BRIEF 1: Set down the part of the book review below from "School is about" up to and including "and never returning.".
BRIEF 2:
Answer these questions using the book review below:
(a) What two options does Lisa have to choose between?
(b) Which character's meanness does the reviewer say made no sense?
(c) For what kind of writing does the reviewer consider melodrama appropriate?
BRIEF 3: List every aspect of the story that the book review below says needs to be more fully fleshed-out and believable.

School is about to start, and that’s when Lisa finds out the strange secret of the school and its students; why they stay almost year-round on campus. Then she begins to learn the extraordinary story of Alex and Ally and their family’s connection to Lynn. Then Lisa has to make a decision about either staying in Lynn forever or leaving and never returning.
The idea behind this story is an interesting and compelling one, but the storytelling does not reach its full potential. There are way too many “easy answers” and conveniences for the writing to ring true. One of my pet peeves is when melodrama is mistaken for drama. Sure, if you are writing a gothic romance, this would be appropriate; but here, it just seems to be done for the sake of drama (“insert here”) and to move the plot along immediately. There is no building up of the plot from a solid foundation. People just don’t behave like they live in a soap opera, and that’s how the main characters seem to act here. The tension, secrets, relationships, conversations and conflicts need to be more fully fleshed-out and believable. For example, it made no sense as to why Ally is so mean, other than to create drama. She sure seems to back off of it easily, too.

MATERIAL PROVIDED:
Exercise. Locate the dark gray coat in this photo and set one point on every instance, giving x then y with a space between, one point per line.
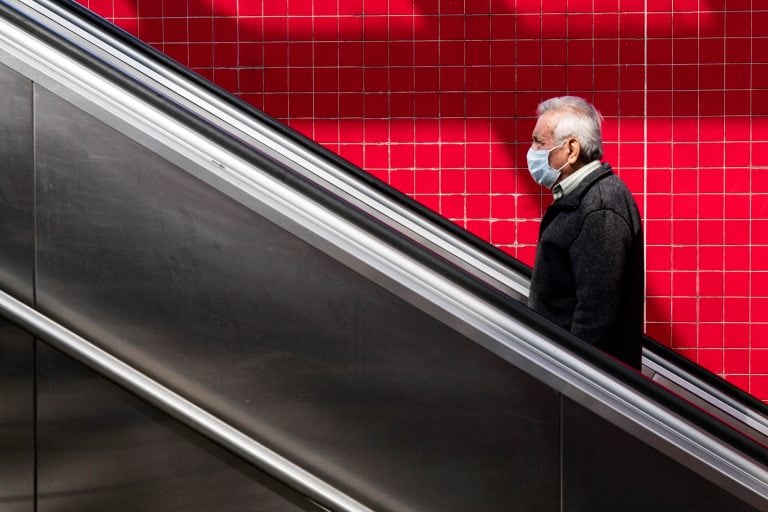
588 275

* * *

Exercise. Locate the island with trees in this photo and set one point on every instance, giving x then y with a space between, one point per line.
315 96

WRITTEN SOLUTION 1:
School is about to start, and that’s when Lisa finds out the strange secret of the school and its students; why they stay almost year-round on campus. Then she begins to learn the extraordinary story of Alex and Ally and their family’s connection to Lynn. Then Lisa has to make a decision about either staying in Lynn forever or leaving and never returning.

WRITTEN SOLUTION 2:
(a) Staying in Lynn forever or leaving and never returning
(b) Ally
(c) A gothic romance

WRITTEN SOLUTION 3:
The tension
The secrets
The relationships
The conversations
The conflicts